**What you are asked to do**
Copy out the stretch from the line that contains "Please place a point on every instance of the wooden" through the end of the records, both ends included and the requests kept as they are. In the answers, scale every coordinate by 1.05 and round it to a whole number, with halves going up.

:::

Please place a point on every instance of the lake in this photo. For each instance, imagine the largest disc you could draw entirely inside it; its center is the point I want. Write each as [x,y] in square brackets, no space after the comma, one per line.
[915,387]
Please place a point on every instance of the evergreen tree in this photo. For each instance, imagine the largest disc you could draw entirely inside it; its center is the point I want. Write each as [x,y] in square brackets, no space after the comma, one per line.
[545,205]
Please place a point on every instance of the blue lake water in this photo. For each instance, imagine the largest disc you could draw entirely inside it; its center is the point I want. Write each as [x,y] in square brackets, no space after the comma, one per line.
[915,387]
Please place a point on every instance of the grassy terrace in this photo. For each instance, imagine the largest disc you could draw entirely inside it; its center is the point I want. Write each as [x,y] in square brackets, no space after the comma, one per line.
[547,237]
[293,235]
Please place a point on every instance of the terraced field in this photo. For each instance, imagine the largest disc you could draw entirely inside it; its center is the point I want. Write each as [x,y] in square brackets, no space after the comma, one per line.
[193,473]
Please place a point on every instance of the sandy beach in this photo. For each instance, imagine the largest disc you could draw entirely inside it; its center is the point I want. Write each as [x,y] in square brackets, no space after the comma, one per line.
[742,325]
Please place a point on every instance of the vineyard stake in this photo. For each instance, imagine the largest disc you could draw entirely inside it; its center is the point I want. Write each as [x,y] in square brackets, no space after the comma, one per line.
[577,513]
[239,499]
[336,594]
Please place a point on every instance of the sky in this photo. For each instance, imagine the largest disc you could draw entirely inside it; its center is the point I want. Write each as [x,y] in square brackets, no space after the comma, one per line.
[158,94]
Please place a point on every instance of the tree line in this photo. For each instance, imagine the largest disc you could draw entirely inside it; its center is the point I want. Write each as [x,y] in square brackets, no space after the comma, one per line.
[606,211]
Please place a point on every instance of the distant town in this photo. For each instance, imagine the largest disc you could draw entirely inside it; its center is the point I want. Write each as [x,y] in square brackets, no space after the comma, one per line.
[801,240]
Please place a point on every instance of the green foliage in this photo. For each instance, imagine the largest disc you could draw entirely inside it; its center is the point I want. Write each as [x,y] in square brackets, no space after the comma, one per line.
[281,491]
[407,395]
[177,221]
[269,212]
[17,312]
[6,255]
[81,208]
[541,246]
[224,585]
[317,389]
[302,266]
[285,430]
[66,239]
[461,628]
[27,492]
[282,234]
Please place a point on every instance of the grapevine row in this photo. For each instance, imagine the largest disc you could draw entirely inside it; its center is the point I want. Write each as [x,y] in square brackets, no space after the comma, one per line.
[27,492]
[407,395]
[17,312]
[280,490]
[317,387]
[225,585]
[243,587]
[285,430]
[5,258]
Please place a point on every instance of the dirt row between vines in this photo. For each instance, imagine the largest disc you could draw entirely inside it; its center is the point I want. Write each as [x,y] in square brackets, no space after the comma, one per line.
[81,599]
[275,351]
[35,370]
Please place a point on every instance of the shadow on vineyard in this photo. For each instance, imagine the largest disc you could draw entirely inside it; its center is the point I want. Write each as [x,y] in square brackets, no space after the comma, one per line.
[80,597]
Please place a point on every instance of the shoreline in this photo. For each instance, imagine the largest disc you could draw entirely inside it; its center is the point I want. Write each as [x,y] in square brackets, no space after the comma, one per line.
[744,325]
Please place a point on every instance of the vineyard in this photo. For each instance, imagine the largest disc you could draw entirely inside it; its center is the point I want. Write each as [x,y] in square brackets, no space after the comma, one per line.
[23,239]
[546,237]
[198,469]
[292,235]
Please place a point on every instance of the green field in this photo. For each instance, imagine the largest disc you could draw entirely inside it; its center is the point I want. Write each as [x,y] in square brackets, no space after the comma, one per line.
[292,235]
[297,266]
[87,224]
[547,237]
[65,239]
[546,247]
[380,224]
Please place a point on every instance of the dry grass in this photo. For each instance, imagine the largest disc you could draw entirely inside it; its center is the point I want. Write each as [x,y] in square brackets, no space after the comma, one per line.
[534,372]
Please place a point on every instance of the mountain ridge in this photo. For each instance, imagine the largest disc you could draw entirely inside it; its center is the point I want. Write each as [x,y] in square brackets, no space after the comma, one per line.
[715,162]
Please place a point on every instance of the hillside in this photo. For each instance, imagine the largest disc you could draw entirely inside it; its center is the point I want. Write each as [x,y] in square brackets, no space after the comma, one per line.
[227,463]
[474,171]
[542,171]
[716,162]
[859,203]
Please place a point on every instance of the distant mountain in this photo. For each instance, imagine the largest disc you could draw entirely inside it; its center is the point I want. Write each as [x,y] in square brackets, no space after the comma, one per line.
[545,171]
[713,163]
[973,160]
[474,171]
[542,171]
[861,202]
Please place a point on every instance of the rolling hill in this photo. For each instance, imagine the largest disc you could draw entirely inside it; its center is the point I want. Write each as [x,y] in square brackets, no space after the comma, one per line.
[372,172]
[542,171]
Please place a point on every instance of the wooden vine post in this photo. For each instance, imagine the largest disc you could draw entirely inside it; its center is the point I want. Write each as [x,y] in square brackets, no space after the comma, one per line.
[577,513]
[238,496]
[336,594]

:::

**Expected answer**
Please place a point on every instance of the wooden vine post in this photo. For each instance, imagine the largest disc you could draw entirely inside it; its center is the point I want. Write each as [x,y] in square brackets, no space after the comma, one per line.
[606,539]
[250,521]
[353,624]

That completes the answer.